Starting with the first line of the data below, copy each line up to and including the one containing "segment <item>green eye</item>, every". Pictures stay out.

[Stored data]
==========

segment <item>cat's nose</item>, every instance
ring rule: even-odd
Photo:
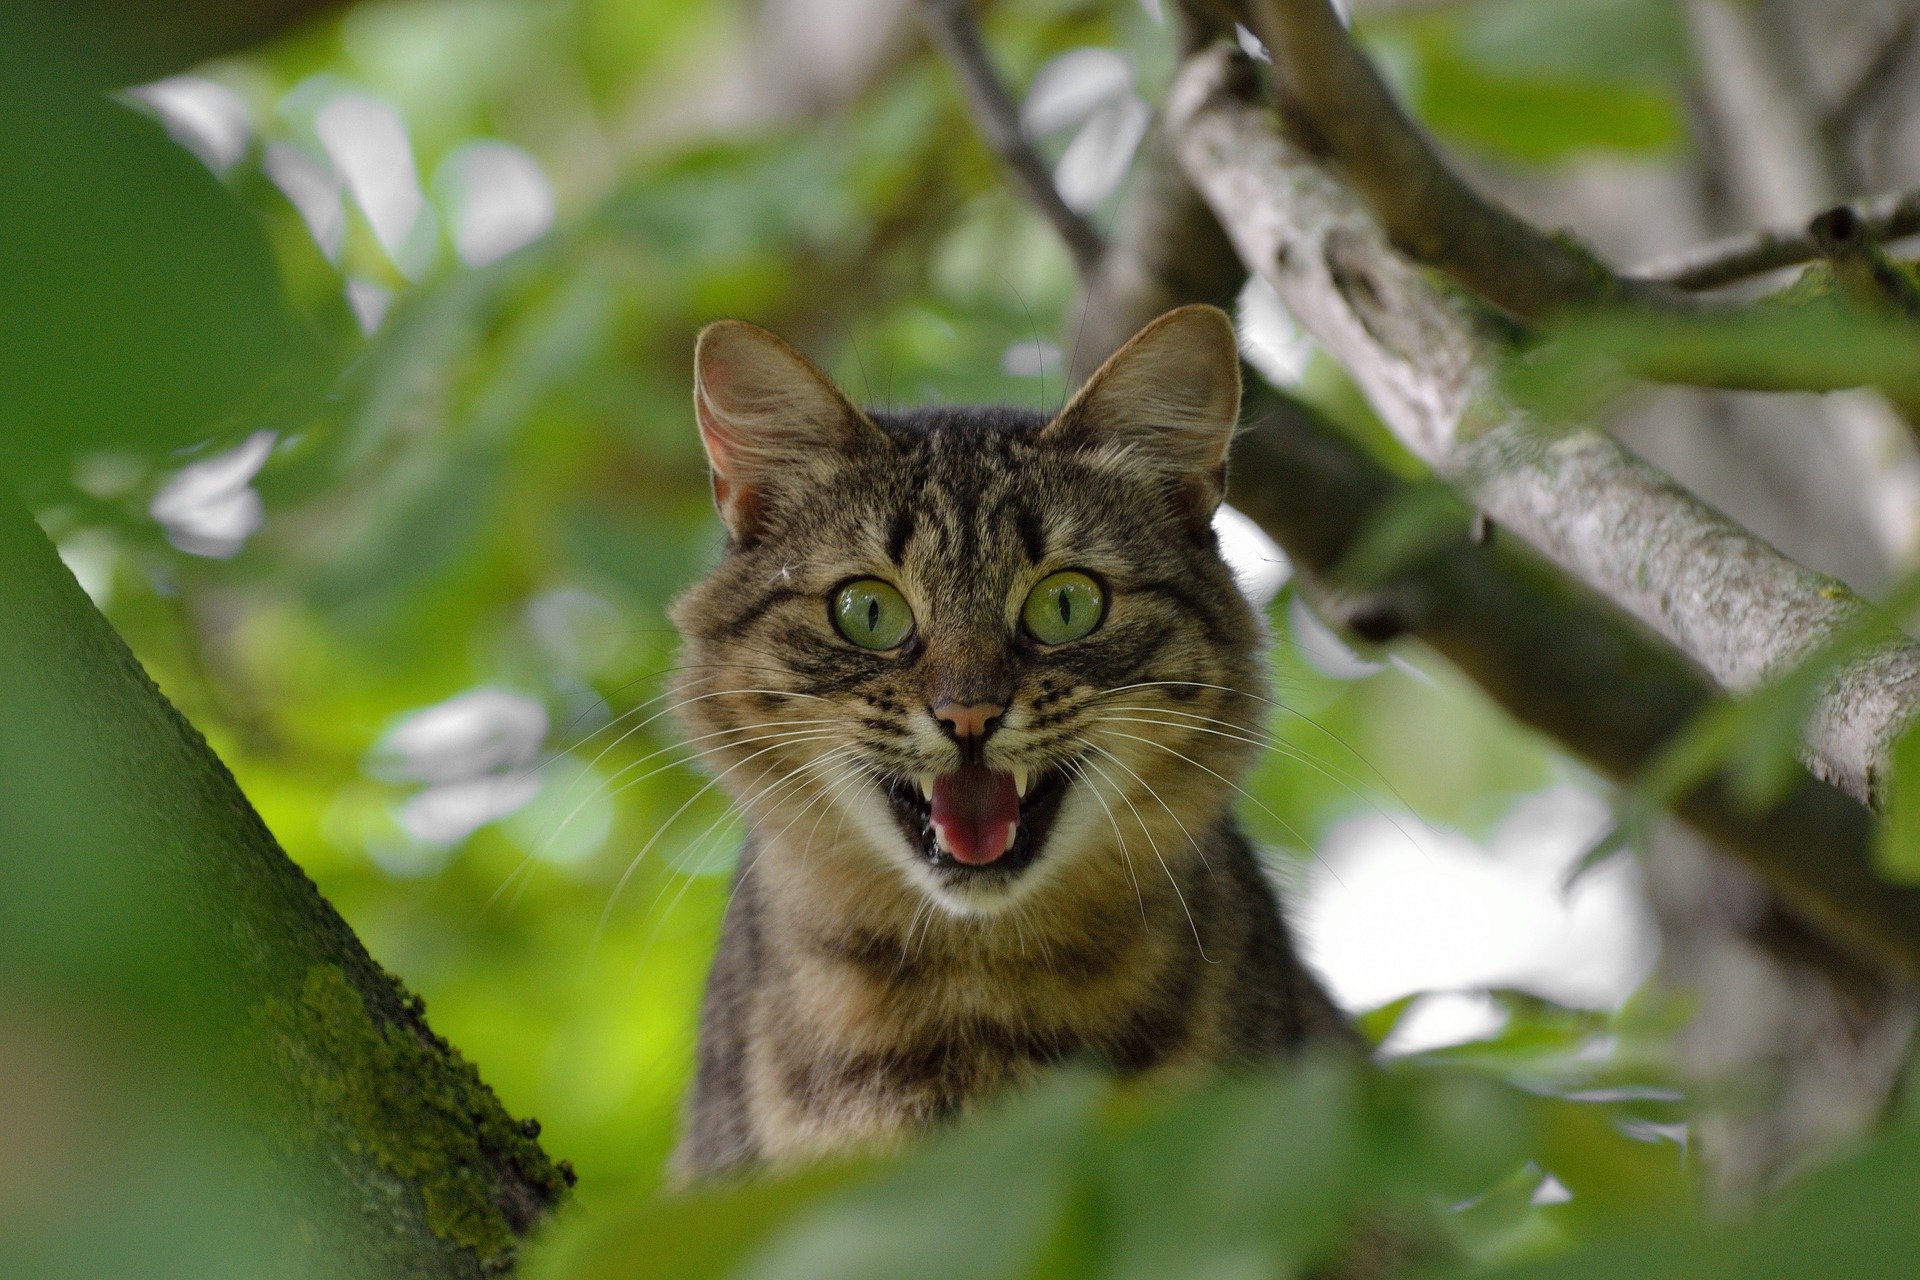
[[[1000,717],[1006,714],[1006,710],[1006,706],[998,702],[948,701],[933,708],[933,718],[962,742],[969,739],[984,742],[1000,723]]]

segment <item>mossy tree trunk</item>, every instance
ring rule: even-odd
[[[495,1274],[571,1181],[287,858],[4,486],[0,995],[0,1040],[81,1046],[43,1073],[54,1091],[192,1079],[204,1096],[160,1109],[242,1117],[253,1172],[229,1183],[275,1256],[237,1274]],[[122,1163],[94,1137],[115,1157],[95,1163]],[[75,1239],[127,1229],[100,1213]]]

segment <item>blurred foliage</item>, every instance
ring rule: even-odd
[[[1684,139],[1688,51],[1668,0],[1412,5],[1362,35],[1424,121],[1496,156],[1657,155]]]
[[[1152,97],[1171,67],[1154,7],[1010,0],[988,36],[1019,82],[1118,48]],[[1912,1230],[1889,1200],[1920,1158],[1905,1132],[1764,1232],[1701,1223],[1663,1052],[1680,1011],[1651,995],[1607,1013],[1498,992],[1498,1031],[1379,1076],[1312,1063],[1162,1096],[1070,1076],[892,1161],[657,1194],[740,834],[660,701],[665,604],[718,545],[692,335],[744,315],[866,400],[1036,406],[1063,398],[1059,362],[1009,372],[1010,353],[1072,336],[1071,264],[903,16],[840,33],[871,47],[825,69],[758,45],[764,20],[738,0],[366,0],[111,98],[45,31],[0,25],[0,455],[289,852],[578,1168],[535,1274],[1291,1275],[1382,1213],[1516,1277],[1894,1274],[1871,1268]],[[1364,35],[1426,119],[1498,159],[1683,145],[1665,0],[1474,0]],[[1831,314],[1589,323],[1516,385],[1567,412],[1623,370],[1886,372],[1878,331]],[[1308,382],[1377,439],[1324,361]],[[1430,516],[1377,531],[1355,572],[1416,552]],[[1329,666],[1291,604],[1272,611],[1283,746],[1245,806],[1283,870],[1356,818],[1481,837],[1525,796],[1593,785],[1417,654]],[[1769,716],[1769,758],[1795,723]],[[1384,1039],[1411,1003],[1363,1026]],[[3,1060],[29,1041],[0,1019]],[[21,1195],[0,1168],[0,1248]],[[67,1273],[134,1270],[85,1262]]]

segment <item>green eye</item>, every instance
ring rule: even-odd
[[[862,578],[833,598],[833,625],[862,649],[897,649],[913,634],[913,610],[880,579]]]
[[[1065,644],[1099,626],[1106,610],[1107,597],[1100,584],[1068,569],[1042,578],[1021,606],[1020,617],[1035,640]]]

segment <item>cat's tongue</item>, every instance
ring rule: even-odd
[[[1005,853],[1020,828],[1020,793],[1013,775],[965,765],[933,782],[933,830],[961,862],[984,866]]]

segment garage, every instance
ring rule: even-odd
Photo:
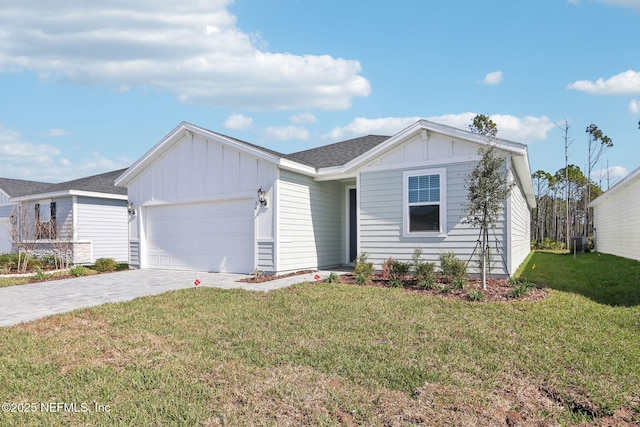
[[[254,269],[252,199],[145,209],[147,267],[249,273]]]

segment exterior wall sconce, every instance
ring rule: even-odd
[[[133,207],[133,202],[131,200],[127,201],[127,212],[129,212],[129,215],[131,216],[136,214],[136,209]]]
[[[258,189],[258,202],[260,202],[260,205],[264,208],[266,208],[269,203],[269,199],[267,199],[267,192],[264,191],[262,187]]]

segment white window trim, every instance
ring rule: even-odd
[[[440,175],[440,230],[409,231],[409,177],[420,175]],[[447,235],[447,170],[419,169],[402,173],[402,235],[403,237],[444,237]]]

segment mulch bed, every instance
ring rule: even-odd
[[[245,283],[264,283],[270,280],[282,279],[284,277],[298,276],[307,273],[315,273],[317,270],[303,270],[303,271],[295,271],[293,273],[281,274],[281,275],[260,275],[258,277],[248,277],[246,279],[241,279],[239,282]],[[413,292],[418,294],[427,294],[440,296],[445,298],[454,298],[463,301],[469,301],[469,292],[473,289],[481,289],[482,283],[480,279],[469,279],[464,289],[453,289],[453,286],[448,285],[446,280],[442,277],[438,278],[438,283],[436,283],[435,289],[420,289],[416,285],[415,279],[413,277],[407,276],[403,279],[403,289],[407,292]],[[353,273],[344,273],[339,276],[338,283],[355,285],[355,286],[376,286],[381,288],[390,288],[391,281],[388,278],[385,278],[382,274],[374,274],[369,283],[360,285],[356,282],[356,275]],[[446,289],[446,292],[443,292],[440,289],[440,286]],[[529,292],[524,293],[523,295],[517,298],[510,298],[507,295],[513,289],[511,283],[509,283],[506,279],[494,279],[487,278],[487,289],[483,291],[484,300],[483,302],[511,302],[511,301],[538,301],[547,296],[547,291],[544,289],[540,289],[537,287],[533,287]]]

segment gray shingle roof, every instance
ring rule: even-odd
[[[20,197],[32,193],[40,193],[51,185],[50,182],[27,181],[24,179],[0,178],[0,190],[9,197]]]
[[[316,168],[342,166],[380,145],[389,138],[389,136],[383,135],[367,135],[360,138],[336,142],[335,144],[323,145],[322,147],[299,151],[297,153],[288,154],[285,157],[315,166]]]
[[[192,125],[195,126],[195,125]],[[204,128],[201,128],[204,129]],[[291,154],[283,154],[275,150],[270,150],[265,147],[261,147],[256,144],[252,144],[247,141],[243,141],[238,138],[234,138],[229,135],[224,135],[219,132],[214,132],[209,129],[205,129],[207,132],[211,132],[225,138],[229,138],[240,144],[247,145],[249,147],[256,148],[269,154],[273,154],[278,157],[293,160],[299,163],[304,163],[315,168],[326,168],[332,166],[342,166],[356,157],[366,153],[375,146],[383,143],[389,136],[384,135],[367,135],[359,138],[348,139],[346,141],[336,142],[334,144],[323,145],[322,147],[311,148],[309,150],[298,151]]]
[[[116,187],[115,179],[126,169],[118,169],[72,181],[51,184],[48,182],[25,181],[22,179],[0,178],[0,189],[10,197],[56,193],[60,191],[90,191],[95,193],[126,195],[127,189]]]
[[[87,176],[85,178],[78,178],[72,181],[61,182],[59,184],[50,184],[45,191],[39,191],[39,193],[55,193],[59,191],[91,191],[94,193],[107,193],[107,194],[127,194],[127,189],[123,187],[116,187],[114,182],[117,177],[122,175],[127,169],[118,169],[111,172],[101,173],[99,175]],[[29,193],[34,194],[34,193]]]

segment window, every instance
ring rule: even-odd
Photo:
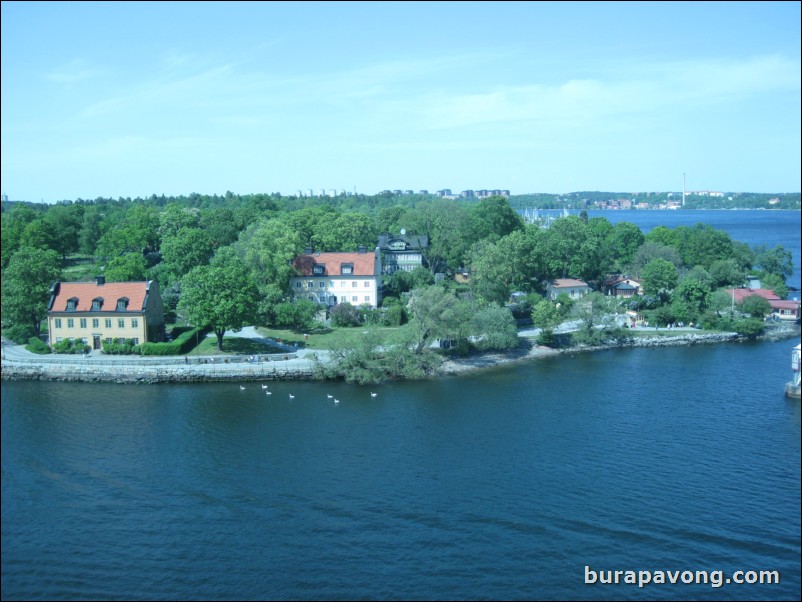
[[[310,281],[310,282],[307,282],[307,283],[306,283],[306,288],[312,288],[313,286],[315,286],[315,283],[314,283],[314,282],[311,282],[311,281]]]
[[[315,267],[312,268],[312,273],[315,276],[322,276],[326,272],[326,266],[316,263]]]
[[[61,328],[61,318],[56,318],[56,328]]]
[[[86,328],[86,318],[81,318],[81,328]]]
[[[108,343],[109,345],[111,345],[111,337],[106,337],[106,343]]]
[[[61,337],[56,337],[56,343],[61,343]]]
[[[298,280],[298,281],[295,283],[295,288],[301,288],[301,281],[300,281],[300,280]]]
[[[67,328],[75,328],[75,320],[67,318]]]
[[[365,295],[365,303],[370,303],[370,295]]]
[[[111,318],[106,318],[105,320],[106,328],[111,328]],[[109,341],[111,343],[111,341]]]
[[[125,320],[122,318],[117,319],[117,328],[125,328]]]
[[[103,299],[100,297],[92,299],[92,311],[100,311],[101,307],[103,307]]]
[[[353,301],[354,303],[358,303],[359,302],[359,297],[357,297],[356,295],[352,295],[351,296],[351,301]]]
[[[117,311],[125,311],[128,309],[128,299],[123,297],[122,299],[117,300]]]
[[[75,311],[75,308],[78,307],[78,299],[73,297],[72,299],[67,299],[67,311]]]
[[[131,327],[139,328],[139,318],[131,318]]]
[[[325,282],[321,282],[318,286],[320,288],[326,288],[326,283]]]
[[[100,327],[100,320],[97,318],[92,318],[92,328],[99,328]]]
[[[139,337],[134,337],[131,340],[134,342],[134,345],[139,345]]]
[[[87,339],[86,337],[81,337],[81,342],[82,342],[84,345],[88,345],[88,344],[89,344],[89,339]]]
[[[356,288],[356,280],[351,282],[351,288]]]
[[[365,280],[365,288],[370,288],[370,280]]]
[[[352,263],[344,263],[340,266],[340,273],[341,274],[353,274],[354,273],[354,264]]]

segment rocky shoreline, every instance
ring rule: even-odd
[[[784,339],[799,336],[799,327],[785,329],[761,337],[763,340]],[[476,370],[504,366],[515,362],[557,357],[565,354],[627,349],[635,347],[670,347],[699,345],[746,340],[736,333],[683,333],[676,336],[636,337],[622,344],[596,347],[576,346],[552,349],[533,344],[528,338],[521,345],[505,352],[479,353],[466,357],[451,357],[440,366],[437,376],[464,374]],[[289,360],[263,364],[223,363],[189,364],[165,363],[93,363],[81,362],[37,362],[35,360],[11,360],[2,363],[3,380],[49,380],[62,382],[95,382],[118,384],[156,384],[171,382],[226,382],[267,380],[316,380],[311,361]]]
[[[773,332],[762,337],[759,340],[777,340],[798,337],[800,334],[799,327],[792,329],[781,330]],[[706,345],[715,343],[732,343],[746,341],[746,337],[742,337],[734,332],[722,333],[685,333],[676,336],[653,336],[653,337],[636,337],[631,341],[621,344],[586,346],[579,345],[575,347],[566,347],[564,349],[552,349],[550,347],[541,347],[530,343],[529,341],[522,341],[519,348],[496,353],[483,353],[476,356],[469,356],[466,358],[451,358],[446,360],[440,368],[440,373],[445,375],[462,374],[473,370],[482,368],[491,368],[494,366],[502,366],[515,362],[528,361],[532,359],[544,359],[555,357],[565,354],[575,353],[588,353],[593,351],[608,351],[612,349],[630,349],[630,348],[655,348],[655,347],[676,347],[682,345]]]

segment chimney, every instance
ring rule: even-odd
[[[357,247],[357,252],[359,252],[359,253],[367,253],[367,251],[368,251],[367,247],[365,247],[363,245],[359,245]]]
[[[95,276],[95,280],[97,280],[98,286],[103,286],[106,284],[106,277],[105,276]]]
[[[311,255],[312,254],[312,247],[306,247],[304,249],[304,255]]]

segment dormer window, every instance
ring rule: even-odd
[[[353,263],[344,263],[340,266],[340,273],[341,274],[353,274],[354,273],[354,264]]]
[[[312,273],[315,276],[322,276],[323,274],[326,273],[326,266],[323,265],[322,263],[316,263],[315,267],[312,268]]]
[[[67,299],[67,311],[75,311],[78,308],[78,297]]]
[[[92,299],[92,311],[100,311],[103,307],[103,297]]]
[[[128,309],[128,298],[123,297],[117,300],[117,311],[125,311]]]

==========

* [ANSWER FOR THE TASK]:
segment <item>cat's nose</item>, every instance
ring rule: even-odd
Photo:
[[[1000,717],[1006,714],[1006,710],[1006,706],[998,702],[948,701],[933,708],[933,718],[962,742],[969,739],[984,742],[1000,723]]]

segment <item>mossy tree trunk</item>, every instance
ring rule: even-odd
[[[495,1274],[571,1181],[287,858],[4,486],[0,995],[0,1040],[81,1046],[43,1073],[54,1091],[192,1079],[204,1096],[160,1109],[242,1117],[253,1172],[229,1183],[275,1256],[237,1274]],[[122,1163],[94,1137],[115,1157],[95,1163]],[[75,1239],[127,1229],[100,1213]]]

segment <item>blurred foliage</item>, every instance
ring rule: even-odd
[[[1684,139],[1688,51],[1668,0],[1412,5],[1362,35],[1424,121],[1496,156],[1657,155]]]
[[[1152,97],[1171,67],[1154,7],[1010,0],[988,36],[1019,82],[1118,48]],[[1912,1230],[1889,1200],[1920,1158],[1905,1132],[1764,1232],[1701,1223],[1663,1052],[1680,1011],[1651,995],[1607,1013],[1498,992],[1498,1031],[1379,1076],[1312,1063],[1162,1096],[1070,1076],[892,1161],[657,1194],[740,834],[660,701],[665,604],[718,545],[692,335],[744,315],[866,400],[1036,406],[1063,398],[1059,362],[1009,372],[1010,353],[1072,336],[1071,264],[903,16],[840,33],[871,47],[825,69],[758,45],[764,20],[738,0],[366,0],[111,98],[45,31],[0,25],[0,455],[289,852],[578,1168],[535,1274],[1291,1275],[1382,1213],[1516,1277],[1894,1274],[1871,1268]],[[1364,35],[1426,119],[1498,159],[1683,145],[1665,0],[1474,0]],[[1831,314],[1589,323],[1516,385],[1567,412],[1623,370],[1886,372],[1878,331]],[[1308,382],[1377,439],[1324,361]],[[1430,516],[1377,531],[1355,572],[1416,552]],[[1329,666],[1291,604],[1272,611],[1283,746],[1245,806],[1283,870],[1356,818],[1481,837],[1525,796],[1593,785],[1417,654]],[[1769,716],[1769,758],[1795,723]],[[1384,1039],[1411,1003],[1363,1026]],[[3,1060],[29,1041],[0,1019]],[[21,1195],[0,1168],[0,1248]],[[67,1273],[134,1270],[85,1262]]]

segment <item>green eye</item>, every instance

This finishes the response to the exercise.